* _Aufgabe_: Welche Dinge sammelten laut dem Text über die Seidenraupenzucht an Grafschafter Schulen die Schulkinder für die Kriegswirtschaft? Nennen Sie alle.

─── Ausgewählter Textauszug ───

Auch die Schule Wilsum versuchte sich in den Jahren 1942, 1943 und 1944 in der Seidenraupenzucht.

 

„Im Schulgarten zwischen dem Gehöft Tyman und dem Pastorat waren 272 Sträucher angepflanzt worden. Nach dem Kriege befanden sich noch eine Maulbeerbaumhecke zwischen Pausenhof und dem Weg zum Friedhof, sowie zwei größere Maulbeerbäume auf dem hinteren Platz, die schwarzviolette, brombeerähnliche Früchte trugen. An der Längswand in der ersten Klasse war ein Regal aufgestellt. Es hatte insgesamt etwa eine Länge von 2-3 Meter, eine Höhe von 1,50 bis 2 Meter, sowie eine Tiefe von 60-70 cm. Das Regal war in Fächer aufgeteilt, die den Raupen als Behausung dienten. Die Kokons der Puppen wurden an die Mitteldeutsche Spinnhütte in Celle gesandt. Quelle dazu: Alois Brei, Die Dorfschule in Wilsum in „Die Geschichte eines Dorfes“ Wilsum 2012

 

 

Somit leisteten die Schulkinder der Grafschafter Schulen mit dem Sammeln von Heilkräutern, Textilien, Metall, Glas, Knochen, Leder und der Seidenraupenzucht einen Anteil an der Kriegswirtschaft. In der Unterrichtszeit wurden Maulbeerbaumblätter gesammelt, um damit die Seidenraupen zu füttern. Das Organisieren der Kokons ¹ * musste vom Lehrpersonal übernommen werden. Manche Lehrer, wie in Bentheim Lehrer Kaldemeyer, hatten dabei mit Sachkenntnissen einen besonderen Erfolg in der Züchtung, wie in der Bentheimer Schulchronik zu lesen ist.

─── Extrahierte Einträge ───

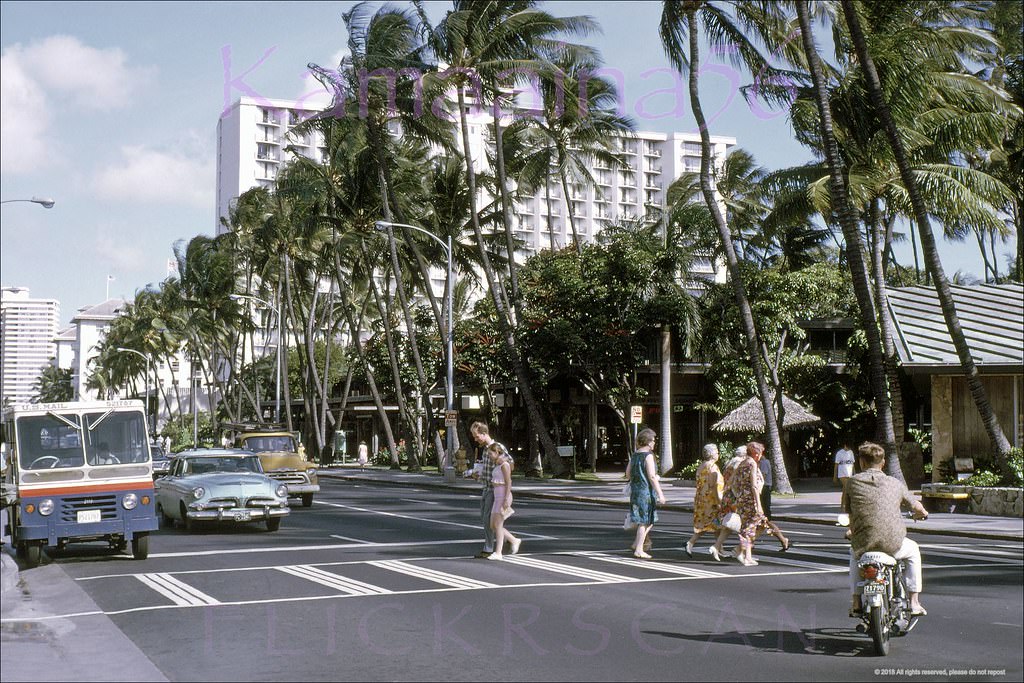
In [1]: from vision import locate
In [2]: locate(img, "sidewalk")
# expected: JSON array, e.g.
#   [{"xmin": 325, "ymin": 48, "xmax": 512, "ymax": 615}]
[{"xmin": 319, "ymin": 465, "xmax": 1024, "ymax": 542}]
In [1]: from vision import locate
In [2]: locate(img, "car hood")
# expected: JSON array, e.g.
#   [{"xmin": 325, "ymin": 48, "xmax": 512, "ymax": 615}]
[
  {"xmin": 185, "ymin": 472, "xmax": 278, "ymax": 490},
  {"xmin": 256, "ymin": 451, "xmax": 309, "ymax": 472}
]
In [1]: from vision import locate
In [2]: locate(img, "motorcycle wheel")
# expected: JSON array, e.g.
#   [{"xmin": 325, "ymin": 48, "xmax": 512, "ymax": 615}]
[{"xmin": 867, "ymin": 606, "xmax": 889, "ymax": 656}]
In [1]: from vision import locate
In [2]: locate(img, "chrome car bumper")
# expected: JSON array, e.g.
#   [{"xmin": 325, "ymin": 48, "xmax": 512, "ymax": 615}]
[{"xmin": 188, "ymin": 508, "xmax": 291, "ymax": 522}]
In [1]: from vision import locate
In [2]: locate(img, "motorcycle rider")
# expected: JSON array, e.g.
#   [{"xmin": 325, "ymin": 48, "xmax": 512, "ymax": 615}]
[{"xmin": 843, "ymin": 442, "xmax": 928, "ymax": 617}]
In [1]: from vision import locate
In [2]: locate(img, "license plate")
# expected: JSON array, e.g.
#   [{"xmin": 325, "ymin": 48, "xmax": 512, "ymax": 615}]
[{"xmin": 78, "ymin": 510, "xmax": 103, "ymax": 524}]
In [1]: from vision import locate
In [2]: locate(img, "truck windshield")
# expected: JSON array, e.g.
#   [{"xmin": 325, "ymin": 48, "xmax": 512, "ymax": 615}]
[
  {"xmin": 17, "ymin": 415, "xmax": 85, "ymax": 470},
  {"xmin": 244, "ymin": 435, "xmax": 296, "ymax": 453}
]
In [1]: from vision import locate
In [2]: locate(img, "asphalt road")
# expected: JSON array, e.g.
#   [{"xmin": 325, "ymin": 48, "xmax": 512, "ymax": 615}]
[{"xmin": 48, "ymin": 480, "xmax": 1024, "ymax": 681}]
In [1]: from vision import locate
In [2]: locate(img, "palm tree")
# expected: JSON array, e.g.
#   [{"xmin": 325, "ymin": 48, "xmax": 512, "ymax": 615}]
[
  {"xmin": 842, "ymin": 0, "xmax": 1011, "ymax": 467},
  {"xmin": 416, "ymin": 0, "xmax": 592, "ymax": 473},
  {"xmin": 795, "ymin": 0, "xmax": 903, "ymax": 480},
  {"xmin": 659, "ymin": 0, "xmax": 793, "ymax": 493}
]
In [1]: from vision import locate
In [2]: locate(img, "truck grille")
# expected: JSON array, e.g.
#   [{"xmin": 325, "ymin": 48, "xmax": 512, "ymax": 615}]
[{"xmin": 60, "ymin": 496, "xmax": 118, "ymax": 522}]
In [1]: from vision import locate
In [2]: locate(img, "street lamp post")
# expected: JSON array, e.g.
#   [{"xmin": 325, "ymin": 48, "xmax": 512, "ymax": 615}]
[
  {"xmin": 229, "ymin": 294, "xmax": 281, "ymax": 422},
  {"xmin": 374, "ymin": 220, "xmax": 455, "ymax": 479},
  {"xmin": 0, "ymin": 197, "xmax": 56, "ymax": 209},
  {"xmin": 116, "ymin": 346, "xmax": 151, "ymax": 436}
]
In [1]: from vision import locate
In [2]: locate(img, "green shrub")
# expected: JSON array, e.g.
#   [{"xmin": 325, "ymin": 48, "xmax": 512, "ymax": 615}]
[{"xmin": 956, "ymin": 470, "xmax": 1002, "ymax": 486}]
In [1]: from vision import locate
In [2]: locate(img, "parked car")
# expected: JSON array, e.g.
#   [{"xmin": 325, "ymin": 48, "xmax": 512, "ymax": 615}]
[
  {"xmin": 155, "ymin": 449, "xmax": 290, "ymax": 531},
  {"xmin": 150, "ymin": 441, "xmax": 171, "ymax": 480},
  {"xmin": 234, "ymin": 426, "xmax": 319, "ymax": 508}
]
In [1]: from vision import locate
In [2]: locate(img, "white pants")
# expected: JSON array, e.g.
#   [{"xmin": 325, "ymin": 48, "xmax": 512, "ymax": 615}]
[{"xmin": 850, "ymin": 538, "xmax": 923, "ymax": 594}]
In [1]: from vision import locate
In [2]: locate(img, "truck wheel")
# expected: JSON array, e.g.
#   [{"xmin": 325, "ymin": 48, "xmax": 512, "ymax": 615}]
[
  {"xmin": 25, "ymin": 543, "xmax": 43, "ymax": 569},
  {"xmin": 131, "ymin": 533, "xmax": 150, "ymax": 560}
]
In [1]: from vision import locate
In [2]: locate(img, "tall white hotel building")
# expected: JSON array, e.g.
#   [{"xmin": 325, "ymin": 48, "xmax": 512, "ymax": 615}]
[
  {"xmin": 217, "ymin": 97, "xmax": 736, "ymax": 274},
  {"xmin": 0, "ymin": 287, "xmax": 60, "ymax": 404}
]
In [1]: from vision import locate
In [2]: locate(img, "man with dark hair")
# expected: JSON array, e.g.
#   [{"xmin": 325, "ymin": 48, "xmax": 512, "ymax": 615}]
[
  {"xmin": 469, "ymin": 421, "xmax": 513, "ymax": 559},
  {"xmin": 843, "ymin": 442, "xmax": 928, "ymax": 616}
]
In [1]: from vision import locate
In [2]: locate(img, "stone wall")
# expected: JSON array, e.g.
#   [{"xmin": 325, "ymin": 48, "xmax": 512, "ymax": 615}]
[{"xmin": 921, "ymin": 483, "xmax": 1024, "ymax": 517}]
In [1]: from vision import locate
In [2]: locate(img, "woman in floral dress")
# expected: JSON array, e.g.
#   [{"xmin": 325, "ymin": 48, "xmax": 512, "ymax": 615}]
[
  {"xmin": 730, "ymin": 441, "xmax": 769, "ymax": 566},
  {"xmin": 686, "ymin": 443, "xmax": 725, "ymax": 557}
]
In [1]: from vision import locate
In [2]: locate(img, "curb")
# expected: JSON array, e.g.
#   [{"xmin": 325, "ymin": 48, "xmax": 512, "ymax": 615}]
[{"xmin": 318, "ymin": 472, "xmax": 1024, "ymax": 543}]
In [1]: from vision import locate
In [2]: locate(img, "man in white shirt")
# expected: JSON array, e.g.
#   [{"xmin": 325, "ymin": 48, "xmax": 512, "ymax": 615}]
[{"xmin": 833, "ymin": 441, "xmax": 854, "ymax": 492}]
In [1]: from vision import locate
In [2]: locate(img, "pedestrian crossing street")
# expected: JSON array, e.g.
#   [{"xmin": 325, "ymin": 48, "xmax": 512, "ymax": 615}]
[{"xmin": 77, "ymin": 543, "xmax": 1024, "ymax": 614}]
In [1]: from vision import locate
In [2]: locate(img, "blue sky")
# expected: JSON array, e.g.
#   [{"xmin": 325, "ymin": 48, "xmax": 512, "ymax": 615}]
[{"xmin": 0, "ymin": 2, "xmax": 1012, "ymax": 324}]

───

* _Antwort_: Heilkräuter, Textilien, Metall, Glas, Knochen, Leder